— start DOCUMENT TEXT —
Personal preferences aside, it was a bit surprising to see Andy sitting in the big office and not out in the bullpen. His own equally shocked grin said it all, and was amusing enough to distract from the disbelief at the job not going to Darryl; who seemed like he had been being groomed for the spot since Jo hauled him out of the warehouse. Certainly preferable to Jim or Dwight, who have both proven on more than one occasion that their characters just don't work as manager. Helms also has the best chance of recapturing the charmingly annoying aspects of Michael Scott with his own energetic personality. Of course if he wants to keep that job he's going to have to work on getting the new head honcho to like him.
He's mysterious, powerful, and manipulative; though not particularly funny, at least not in this episode. Robert California definitely seemed like the right choice for the job at the end of last season, when James Spader garnered more laughs with the character than any of the other potential candidates – even those that had no chance of actually joining the show. But with “The List,” the enigmatic man just wasn't producing the same amount of humor. It could be a matter of him only working as one-off character, but hopefully the issue is just him needing to be fleshed out. But the rather ridiculous way in which California climbed the corporate ladder also didn't help the situation.
— end DOCUMENT TEXT —
STATED EXERCISE 1
Reproduce the episode review above in full, word for word.
— start DATA EXTRACT —
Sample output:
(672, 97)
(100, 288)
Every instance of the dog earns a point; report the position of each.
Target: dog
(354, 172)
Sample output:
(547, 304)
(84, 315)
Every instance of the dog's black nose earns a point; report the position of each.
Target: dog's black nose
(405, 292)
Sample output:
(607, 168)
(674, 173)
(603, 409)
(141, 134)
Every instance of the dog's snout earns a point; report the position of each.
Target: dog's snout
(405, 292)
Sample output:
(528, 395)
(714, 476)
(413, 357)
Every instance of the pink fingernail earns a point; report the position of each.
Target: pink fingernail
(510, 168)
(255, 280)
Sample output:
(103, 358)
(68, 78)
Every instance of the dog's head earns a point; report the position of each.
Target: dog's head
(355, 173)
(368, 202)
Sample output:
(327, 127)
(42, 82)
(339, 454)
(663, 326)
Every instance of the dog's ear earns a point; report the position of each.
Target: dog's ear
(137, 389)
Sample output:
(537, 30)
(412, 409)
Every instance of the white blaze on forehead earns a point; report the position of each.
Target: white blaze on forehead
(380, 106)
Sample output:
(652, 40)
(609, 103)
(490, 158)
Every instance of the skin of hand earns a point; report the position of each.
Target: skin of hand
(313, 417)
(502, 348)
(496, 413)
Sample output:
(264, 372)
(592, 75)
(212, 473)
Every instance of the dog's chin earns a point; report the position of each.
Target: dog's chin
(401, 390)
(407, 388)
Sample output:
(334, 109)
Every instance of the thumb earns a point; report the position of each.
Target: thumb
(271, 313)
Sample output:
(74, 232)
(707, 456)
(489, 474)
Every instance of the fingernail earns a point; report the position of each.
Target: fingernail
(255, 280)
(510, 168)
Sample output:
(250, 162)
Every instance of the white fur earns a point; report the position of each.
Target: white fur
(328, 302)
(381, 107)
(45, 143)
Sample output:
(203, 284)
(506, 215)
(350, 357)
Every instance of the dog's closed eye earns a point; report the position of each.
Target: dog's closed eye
— end DATA EXTRACT —
STATED EXERCISE 2
Locate each line in the records that contains the string "thumb" and copy those lines out, treating uppercase and lowercase as different.

EXPECTED ANSWER 1
Personal preferences aside, it was a bit surprising to see Andy sitting in the big office and not out in the bullpen. His own equally shocked grin said it all, and was amusing enough to distract from the disbelief at the job not going to Darryl; who seemed like he had been being groomed for the spot since Jo hauled him out of the warehouse. Certainly preferable to Jim or Dwight, who have both proven on more than one occasion that their characters just don't work as manager. Helms also has the best chance of recapturing the charmingly annoying aspects of Michael Scott with his own energetic personality. Of course if he wants to keep that job he's going to have to work on getting the new head honcho to like him.
He's mysterious, powerful, and manipulative; though not particularly funny, at least not in this episode. Robert California definitely seemed like the right choice for the job at the end of last season, when James Spader garnered more laughs with the character than any of the other potential candidates – even those that had no chance of actually joining the show. But with “The List,” the enigmatic man just wasn't producing the same amount of humor. It could be a matter of him only working as one-off character, but hopefully the issue is just him needing to be fleshed out. But the rather ridiculous way in which California climbed the corporate ladder also didn't help the situation.

EXPECTED ANSWER 2
Every instance of the thumb earns a point; report the position of each.
Target: thumb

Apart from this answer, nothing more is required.